• _Written instruction 1_:
Answer these questions about the water governance text, one answer per line, marked the same way:
(a) In which realms does the text say the recommendations were made?
(b) Whom does the text say its ideas and solutions are meant to advise?
(c) What kind of information base does the text say does not, for the most part, exist?
• _Written instruction 2_: Write out the part of the water governance text starting with "A comprehensive approach" and going on through "and used efficiently.", but switch "conserved" to "protected".

• _Text extract_:
<<<<

Our process helps Canada achieve sustainable development solutions that integrate environmental and economic considerations to ensure the lasting prosperity and well-being of our nation.


We rigorously research and conduct high quality analysis on issues of sustainable development. Our thinking is original and thought provoking.


We convene opinion leaders and experts from across Canada around our table to share their knowledge and diverse perspectives. We stimulate debate and integrate polarities. We create a context for possibilities to emerge.


We generate ideas and provide realistic solutions to advise governments, Parliament and Canadians. We proceed with resolve and optimism to bring Canada’s economy and environment closer together.

Charting a Course – Chapter 8: Conclusions and Recommendations

To achieve the policy outcomes of water conservation and efficient use of water by the natural resource sectors, we need in Canada — across all provinces and territories — a more comprehensive and innovative approach to water governance and management. Such an approach must incorporate strategies to improve our knowledge of how and what water is being used by the sectors, when it is required or will be required in the future, what policy instruments can more efficiently and effectively manage water allocations, and the state of water supplies and demands in the most at-risk regions and watersheds of Canada.

A comprehensive approach should be principles-based, and we recommend inclusion of the following principles to guide water governance and management:

  • Water has value — in economic, environmental and social terms — and should be managed in trust without harm to its sustainability or that of the ecosystems in which it occurs.
  • Water must be conserved and used efficiently.
  • Water governance and management should be adaptive.
  • Water governance and management should be collaborative.

Guiding Principles

The NRTEE’s research and discussions with experts and stakeholders have resulted in new insights and many conclusions. These conclusions have led us to provide a number of recommendations in the realms of water forecasting, policy instruments including water pricing, water-use data and information, and collaborative water governance. Our conclusions and recommendations were developed to help decision makers design the best policies and program for water management and governance for the natural resource sectors. And ultimately, they are intended to help achieve the outcomes of better water conservation and efficient water use.



A comprehensive and useful information base linking long-term economic growth to water use in Canada does not, for the most part, exist. This presents a significant gap in our knowledge of how water resources and economic development are linked. Without this knowledge, it is difficult to strategically plan for sustainable development of our natural resources.

>>>>

• _Supplied data_:
<<<<

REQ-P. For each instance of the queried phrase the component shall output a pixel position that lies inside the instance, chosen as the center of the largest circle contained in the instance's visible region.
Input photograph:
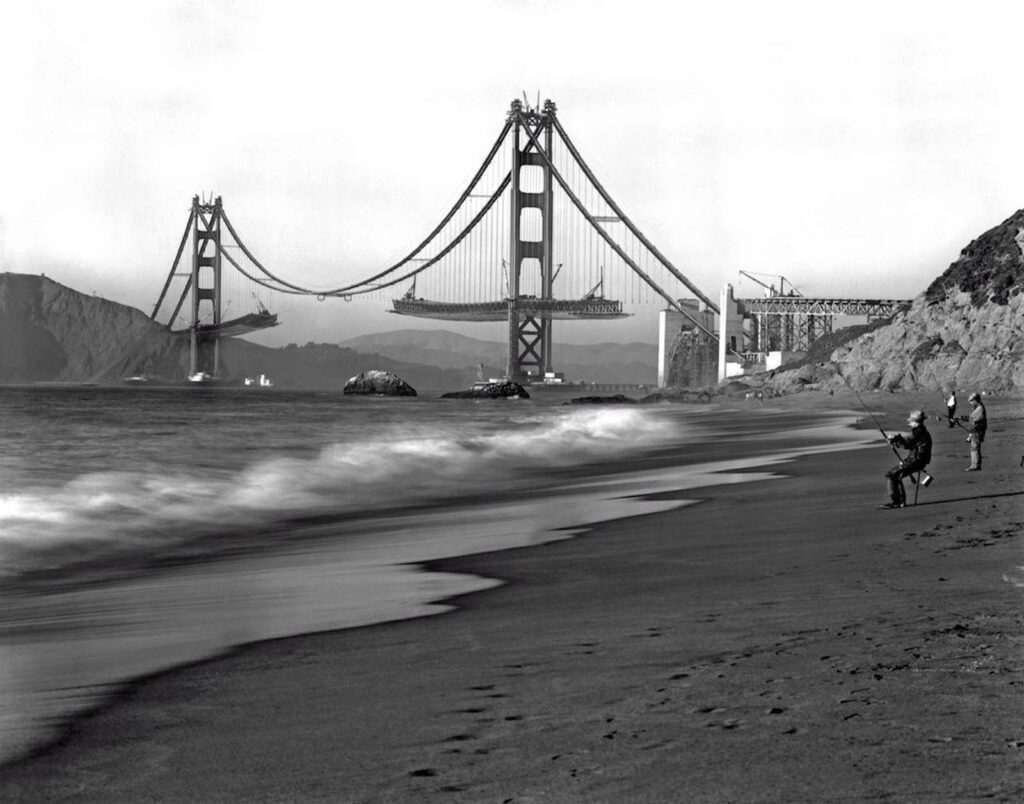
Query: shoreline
(553, 625)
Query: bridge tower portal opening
(206, 298)
(531, 245)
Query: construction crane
(771, 288)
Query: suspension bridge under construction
(535, 238)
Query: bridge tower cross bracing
(206, 267)
(529, 335)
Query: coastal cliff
(965, 331)
(51, 333)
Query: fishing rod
(868, 412)
(954, 421)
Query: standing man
(920, 445)
(978, 423)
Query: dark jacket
(979, 421)
(920, 445)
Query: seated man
(920, 445)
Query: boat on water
(203, 378)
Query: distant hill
(50, 333)
(625, 363)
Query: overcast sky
(854, 149)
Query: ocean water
(141, 529)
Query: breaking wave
(144, 510)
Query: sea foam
(145, 509)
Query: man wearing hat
(978, 421)
(920, 445)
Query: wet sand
(781, 640)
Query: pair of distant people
(919, 442)
(976, 422)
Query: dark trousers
(897, 494)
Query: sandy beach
(780, 640)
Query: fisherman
(920, 445)
(978, 421)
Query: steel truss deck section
(557, 309)
(240, 326)
(801, 305)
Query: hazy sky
(853, 147)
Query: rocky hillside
(50, 333)
(965, 331)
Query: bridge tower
(206, 263)
(531, 211)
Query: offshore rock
(491, 390)
(379, 383)
(619, 398)
(679, 395)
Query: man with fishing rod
(920, 445)
(978, 421)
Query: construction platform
(802, 305)
(241, 326)
(556, 309)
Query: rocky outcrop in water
(379, 383)
(966, 331)
(492, 390)
(619, 398)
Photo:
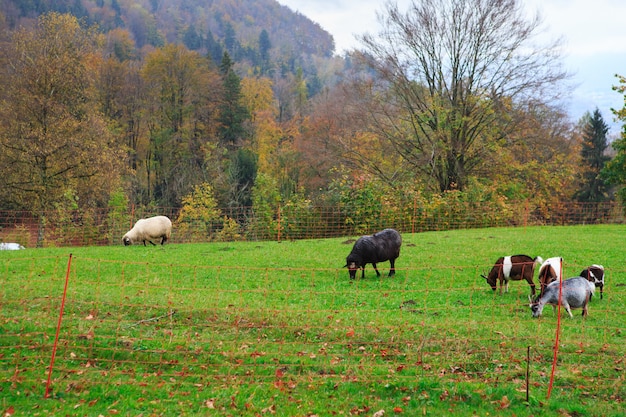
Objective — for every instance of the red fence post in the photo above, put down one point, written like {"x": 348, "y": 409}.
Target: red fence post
{"x": 56, "y": 337}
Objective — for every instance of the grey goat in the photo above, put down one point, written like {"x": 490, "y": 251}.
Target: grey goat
{"x": 576, "y": 293}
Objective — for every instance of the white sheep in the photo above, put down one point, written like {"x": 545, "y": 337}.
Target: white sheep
{"x": 152, "y": 228}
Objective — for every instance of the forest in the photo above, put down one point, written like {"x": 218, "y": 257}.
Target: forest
{"x": 205, "y": 105}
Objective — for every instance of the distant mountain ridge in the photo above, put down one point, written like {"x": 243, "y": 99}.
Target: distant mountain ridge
{"x": 236, "y": 25}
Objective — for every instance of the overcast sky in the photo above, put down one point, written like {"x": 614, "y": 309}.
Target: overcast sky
{"x": 593, "y": 32}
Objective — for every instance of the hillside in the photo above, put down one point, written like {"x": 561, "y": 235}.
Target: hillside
{"x": 209, "y": 26}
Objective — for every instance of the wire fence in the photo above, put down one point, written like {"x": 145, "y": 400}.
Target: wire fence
{"x": 106, "y": 226}
{"x": 191, "y": 331}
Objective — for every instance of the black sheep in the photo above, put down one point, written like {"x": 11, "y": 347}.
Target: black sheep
{"x": 379, "y": 247}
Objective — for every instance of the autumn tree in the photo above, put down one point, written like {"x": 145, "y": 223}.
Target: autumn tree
{"x": 53, "y": 141}
{"x": 593, "y": 153}
{"x": 448, "y": 71}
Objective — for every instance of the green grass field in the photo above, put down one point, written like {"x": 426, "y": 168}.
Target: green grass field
{"x": 269, "y": 328}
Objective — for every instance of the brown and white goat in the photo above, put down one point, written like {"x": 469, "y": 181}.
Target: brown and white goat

>>>>

• _Exercise solution 1_:
(a) Water forecasting; policy instruments, including water pricing; water-use data and information; and collaborative water governance.
(b) Governments, Parliament and Canadians.
(c) A comprehensive and useful information base linking long-term economic growth to water use in Canada.

• _Exercise solution 2_:
A comprehensive approach should be principles-based, and we recommend inclusion of the following principles to guide water governance and management:

  • Water has value — in economic, environmental and social terms — and should be managed in trust without harm to its sustainability or that of the ecosystems in which it occurs.
  • Water must be protected and used efficiently.